## TESTO DA LEGGERE
Le mani sulla scuola (1a parte)
di ROBERTO RENZETTI
“Le scuole saranno più efficienti se saranno sottoposte alle leggi del mercato capitalistico e, come tutte le aziende, entreranno in concorrenza le une con le altre per attirare i loro clienti: gli studenti. A questo scopo serve un sistema statale di buoni scuola emessi all’ordine dei genitori di un figlio in età scolare, buoni che potranno essere spesi in una scuola a scelta delle famiglie degli studenti, anche private e/o confessionali” (1955)
Milton Friedman (nobel per l’Economia 1976)
L’efficienza di cui parla Friedman è evidentemente legata allo sfruttamento della scuola a fini di mercato. E’ proprio così? E’ possibile pensare una cosa del genere? Se sì, dove possiamo rintracciarne i sintomi? Per capire di cosa si tratta occorre risalire a conferenze internazionali, ad accordi presi in passato, a tutta una serie di documenti in gran parte sconosciuti ai non addetti ai lavori o che non era utile diffondere…
E’ utile ricordare che dai primi anni ’90 l’economia e la finanza hanno aumentato considerevolmente il loro peso nella direzione politica del mondo occidentale. La politica in senso stretto ha sempre meno margini di mediazione. E’ quindi dalle scelte di economisti, imprenditori, finanzieri e manager che occorre partire per capire cosa si progetta per questo secolo. Intanto una indagine OCSE (1998) stima in 2000 miliardi di dollari l’investimento per la scuola nel mondo (per la sanità, 3500) ed in 1000 miliardi negli Stati membri (circa: 4 milioni di insegnanti, 80 milioni di studenti, 315 mila istituti e 5 mila università). Un vero gigantesco affare.

## ESERCIZIO SCRITTO A
Riporta il passo del testo sulla scuola che parte dalle parole "Le mani sulla" e si chiude dopo "per l’Economia 1976)".
## ESERCIZIO SCRITTO B
Secondo il testo sulla scuola, per capire cosa si progetta per questo secolo occorre partire dalle scelte di alcune categorie di persone. Elencale tutte.

## VOCI DEL DATASET
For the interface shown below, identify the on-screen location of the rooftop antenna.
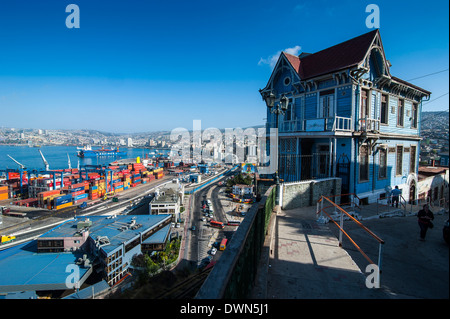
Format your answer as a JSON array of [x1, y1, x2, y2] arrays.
[[39, 149, 50, 171], [8, 155, 26, 169]]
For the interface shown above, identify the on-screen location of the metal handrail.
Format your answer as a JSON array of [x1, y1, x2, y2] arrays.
[[317, 195, 385, 273]]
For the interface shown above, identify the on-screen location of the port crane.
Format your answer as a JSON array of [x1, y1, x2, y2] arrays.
[[39, 149, 50, 171], [0, 154, 27, 194], [8, 154, 27, 170], [67, 153, 72, 169]]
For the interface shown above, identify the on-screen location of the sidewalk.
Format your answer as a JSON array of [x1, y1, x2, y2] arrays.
[[251, 205, 448, 299]]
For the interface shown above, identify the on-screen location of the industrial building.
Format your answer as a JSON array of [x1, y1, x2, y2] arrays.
[[0, 214, 171, 293]]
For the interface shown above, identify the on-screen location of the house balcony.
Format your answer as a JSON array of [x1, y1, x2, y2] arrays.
[[266, 116, 353, 133], [356, 116, 380, 133]]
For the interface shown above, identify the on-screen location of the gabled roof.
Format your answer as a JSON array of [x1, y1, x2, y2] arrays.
[[283, 30, 378, 80], [269, 29, 431, 96]]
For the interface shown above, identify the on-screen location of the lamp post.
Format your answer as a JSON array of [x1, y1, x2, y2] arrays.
[[260, 92, 289, 205]]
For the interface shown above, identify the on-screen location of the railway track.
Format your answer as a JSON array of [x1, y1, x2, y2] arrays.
[[155, 266, 213, 299]]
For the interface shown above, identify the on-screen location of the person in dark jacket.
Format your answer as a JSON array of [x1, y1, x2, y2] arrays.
[[417, 204, 434, 241]]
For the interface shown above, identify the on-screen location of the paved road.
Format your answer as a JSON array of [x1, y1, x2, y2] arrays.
[[330, 213, 449, 299], [252, 207, 449, 299]]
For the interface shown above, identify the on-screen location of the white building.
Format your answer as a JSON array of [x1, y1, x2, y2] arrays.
[[233, 184, 253, 197], [149, 179, 184, 222]]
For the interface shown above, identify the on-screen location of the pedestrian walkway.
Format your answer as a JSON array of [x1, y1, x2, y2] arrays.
[[253, 207, 386, 299], [250, 205, 448, 299]]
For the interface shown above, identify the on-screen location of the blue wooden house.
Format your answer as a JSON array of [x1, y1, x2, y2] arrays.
[[260, 30, 431, 202]]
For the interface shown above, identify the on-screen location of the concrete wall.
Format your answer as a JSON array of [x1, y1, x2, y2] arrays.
[[280, 178, 341, 209]]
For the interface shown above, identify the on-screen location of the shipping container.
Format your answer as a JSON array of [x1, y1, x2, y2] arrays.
[[70, 185, 85, 193], [55, 201, 73, 210], [73, 194, 88, 201], [53, 194, 72, 206], [71, 189, 86, 197]]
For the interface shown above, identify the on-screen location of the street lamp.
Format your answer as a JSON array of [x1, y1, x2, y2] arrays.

## SOLUZIONE SVOLTA A
Le mani sulla scuola (1a parte)
di ROBERTO RENZETTI
“Le scuole saranno più efficienti se saranno sottoposte alle leggi del mercato capitalistico e, come tutte le aziende, entreranno in concorrenza le une con le altre per attirare i loro clienti: gli studenti. A questo scopo serve un sistema statale di buoni scuola emessi all’ordine dei genitori di un figlio in età scolare, buoni che potranno essere spesi in una scuola a scelta delle famiglie degli studenti, anche private e/o confessionali” (1955)
Milton Friedman (nobel per l’Economia 1976)

## SOLUZIONE SVOLTA B
- economisti
- imprenditori
- finanzieri
- manager